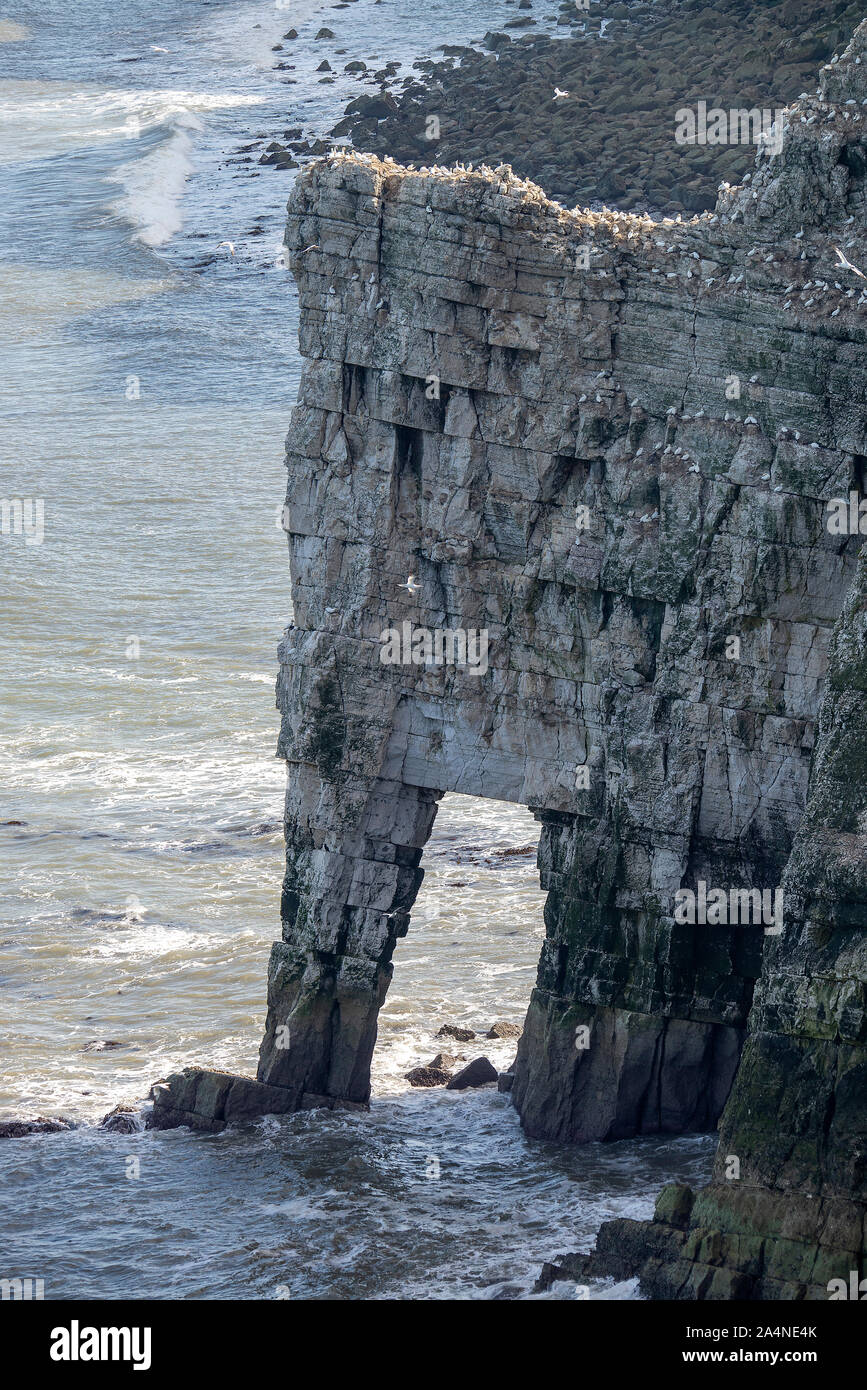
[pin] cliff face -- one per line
(607, 445)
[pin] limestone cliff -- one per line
(609, 445)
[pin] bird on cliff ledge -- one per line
(848, 264)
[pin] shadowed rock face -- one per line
(607, 445)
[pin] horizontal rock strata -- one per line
(607, 445)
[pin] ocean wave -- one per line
(153, 186)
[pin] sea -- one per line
(147, 369)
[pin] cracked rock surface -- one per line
(607, 444)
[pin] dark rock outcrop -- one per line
(21, 1129)
(478, 1072)
(609, 445)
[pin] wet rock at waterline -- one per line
(607, 445)
(503, 1030)
(22, 1129)
(449, 1030)
(428, 1076)
(478, 1072)
(122, 1119)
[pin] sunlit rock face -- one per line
(602, 449)
(609, 446)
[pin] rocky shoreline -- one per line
(624, 70)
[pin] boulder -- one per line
(478, 1072)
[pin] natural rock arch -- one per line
(468, 388)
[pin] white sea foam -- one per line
(153, 186)
(11, 32)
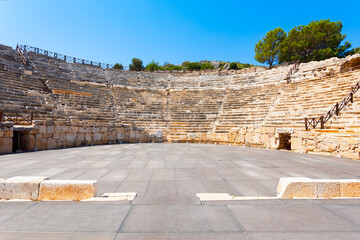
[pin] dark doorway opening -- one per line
(21, 141)
(285, 141)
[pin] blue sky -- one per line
(162, 30)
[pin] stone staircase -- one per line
(310, 98)
(192, 112)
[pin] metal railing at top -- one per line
(26, 48)
(17, 118)
(292, 70)
(335, 110)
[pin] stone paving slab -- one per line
(67, 217)
(179, 219)
(290, 218)
(166, 178)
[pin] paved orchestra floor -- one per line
(166, 178)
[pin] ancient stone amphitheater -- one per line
(50, 103)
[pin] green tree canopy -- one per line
(137, 65)
(233, 66)
(152, 66)
(267, 50)
(316, 41)
(118, 66)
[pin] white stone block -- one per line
(214, 196)
(120, 196)
(349, 188)
(21, 187)
(72, 190)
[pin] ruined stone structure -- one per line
(75, 105)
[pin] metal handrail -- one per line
(17, 118)
(63, 57)
(335, 110)
(292, 70)
(19, 50)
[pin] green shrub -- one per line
(118, 66)
(152, 66)
(185, 64)
(207, 65)
(137, 65)
(233, 66)
(194, 66)
(177, 68)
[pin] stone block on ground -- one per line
(328, 188)
(350, 188)
(289, 188)
(297, 188)
(21, 187)
(71, 190)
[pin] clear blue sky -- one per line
(162, 30)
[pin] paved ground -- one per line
(166, 178)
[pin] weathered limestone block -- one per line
(274, 142)
(296, 143)
(40, 143)
(328, 188)
(351, 155)
(97, 136)
(70, 137)
(6, 145)
(270, 130)
(51, 143)
(42, 129)
(9, 133)
(73, 190)
(290, 188)
(350, 188)
(21, 187)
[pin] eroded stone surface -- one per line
(73, 190)
(289, 188)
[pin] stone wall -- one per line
(77, 105)
(58, 134)
(6, 134)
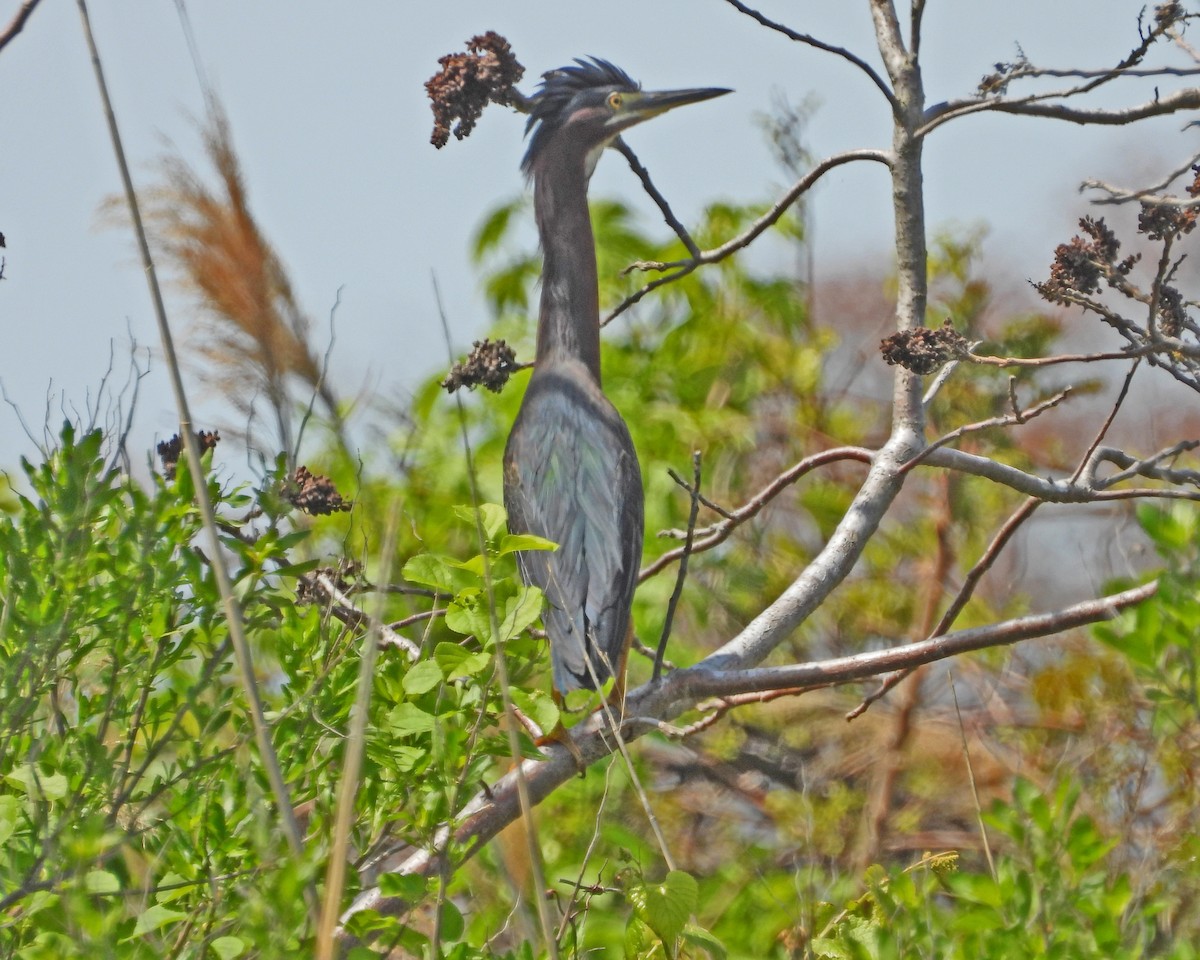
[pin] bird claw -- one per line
(562, 736)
• • • •
WRITTEN REQUEST: Rewrite all of the data above with each "cliff" changed to "bluff" and everything else unchanged. Leave the pictures out.

ANSWER FOR THIS EXERCISE:
[pin] bluff face -- one per line
(607, 445)
[pin] limestone bluff -- one per line
(609, 445)
[pin] bird on bluff ledge -- one per line
(848, 264)
[pin] shadowed rock face -- one per line
(607, 445)
[pin] horizontal rock strata -- one per line
(607, 445)
[pin] ocean wave -- one per line
(153, 186)
[pin] sea -- one per line
(147, 369)
[pin] cracked rock surface -- one per line
(607, 444)
[pin] dark rock outcrop -- one per line
(21, 1129)
(478, 1072)
(609, 445)
[pin] wet rock at waterline -- one per line
(607, 445)
(503, 1030)
(22, 1129)
(449, 1030)
(428, 1076)
(478, 1072)
(122, 1119)
[pin] sunlit rock face -- one per line
(602, 449)
(609, 446)
[pin] rocky shoreline -- one per line
(624, 70)
[pin] boulder -- one per line
(478, 1072)
[pin] natural rock arch -- one per line
(468, 388)
[pin] white sea foam -- one per line
(153, 186)
(11, 32)
[pin] dark doorway opening -- one per line
(21, 141)
(285, 141)
[pin] blue sky -- one per line
(162, 30)
[pin] stone staircase -- one per line
(310, 98)
(192, 112)
[pin] metal railing at top -- one per line
(26, 48)
(17, 118)
(292, 70)
(335, 110)
[pin] stone paving slab -- one per line
(67, 217)
(179, 219)
(290, 218)
(166, 178)
[pin] paved orchestra floor -- one per line
(166, 178)
[pin] ancient stone amphitheater -- one per line
(50, 103)
[pin] green tree canopy -- one per line
(137, 65)
(233, 66)
(152, 66)
(267, 50)
(316, 41)
(118, 66)
[pin] white stone block -- one per line
(214, 196)
(120, 196)
(349, 188)
(21, 187)
(72, 190)
[pin] ruined stone structure -- one per line
(75, 105)
[pin] metal handrail -- one per line
(17, 118)
(63, 57)
(335, 110)
(292, 70)
(19, 50)
[pin] green shrub -- one per line
(118, 66)
(152, 66)
(185, 64)
(207, 65)
(137, 65)
(233, 66)
(194, 66)
(177, 68)
[pin] stone block on ground -- one per line
(328, 188)
(350, 188)
(289, 188)
(297, 188)
(21, 187)
(71, 190)
[pin] clear blue sky -- one per line
(162, 30)
[pin] paved ground -- one per line
(166, 178)
[pin] weathered limestone block -- one per line
(274, 142)
(296, 143)
(40, 143)
(328, 188)
(351, 155)
(97, 136)
(70, 137)
(6, 145)
(270, 130)
(51, 143)
(42, 129)
(9, 133)
(73, 190)
(290, 188)
(350, 188)
(21, 187)
[pin] eroded stone surface -- one per line
(73, 190)
(289, 188)
[pin] stone wall -- one per line
(77, 105)
(58, 134)
(6, 134)
[pin] bird claw -- one per line
(562, 736)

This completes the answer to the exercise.